# PASSAGE:
10. Très bien. Mais pourquoi cette miséricorde a-t-elle été refusée à Ésaü ? Pourquoi n'a-t-il pas été appelé de manière à recevoir la foi, et, ayant la foi, à devenir miséricordieux, pour faire le bien ? Serait-ce qu'il n'a pas voulu ? Mais si Jacob a cru parce qu'il a voulu, Dieu ne lui a donc pas donné la foi ? Il se l'est donc procurée par sa volonté, et il a eu quelque chose qu'il n'a pas reçu ? Serait-ce parce que personne ne peut croire sans le vouloir, ni le vouloir sans être appelé; et que personne ne pouvant se donner la vocation, Dieu donne la foi en appelant, en sorte que personne ne puisse croire sans vocation, bien que personne ne croie malgré soi ? "Car comment croiront-ils à celui qu'ils n'ont pas entendu ? Ou comment entendront-ils, si personne ne les prêche ?" Personne ne croit donc sans être; mais on peut être appelé sans croire. "Car beaucoup sont appelés, mais peu sont élus(1);" et les élus sont certainement ceux qui n'ont point méprisé celui qui les appelait, mais l'ont suivi en croyant, et ont cru, sans doute, par l'acquiescement de leur volonté. Que signifient, alors, les paroles qui suivent: "Cela ne dépend donc ni de celui qui veut, ni de celui qui court, mais de Dieu qui fait miséricorde ?"

# EXTRAIT DES DONNÉES:

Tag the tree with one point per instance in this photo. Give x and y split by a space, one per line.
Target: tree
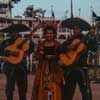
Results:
31 12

# À FAIRE:
a) Selon le passage, qui sont certainement les élus ?
b) Expliquez en une à trois phrases pourquoi, d'après le passage, on peut être appelé sans croire.

# SOLUTIONS COMPLÈTES:
a) Ce sont ceux qui n'ont point méprisé celui qui les appelait, mais l'ont suivi en croyant.

b) Le passage s'appuie sur la parole « Car beaucoup sont appelés, mais peu sont élus ». L'appel s'adresse donc à beaucoup. Seuls les élus ont cru : ils n'ont pas méprisé celui qui les appelait et l'ont suivi par l'acquiescement de leur volonté.